Return the lines below word for word, with no changes.

======

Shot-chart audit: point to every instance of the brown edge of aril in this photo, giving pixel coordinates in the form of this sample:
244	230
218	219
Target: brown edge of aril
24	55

======

## EXERCISE ANSWER
Shot-chart audit: point to every instance of the brown edge of aril in this photo, giving pixel coordinates in the form of this sample:
244	230
218	219
Target: brown edge of aril
24	55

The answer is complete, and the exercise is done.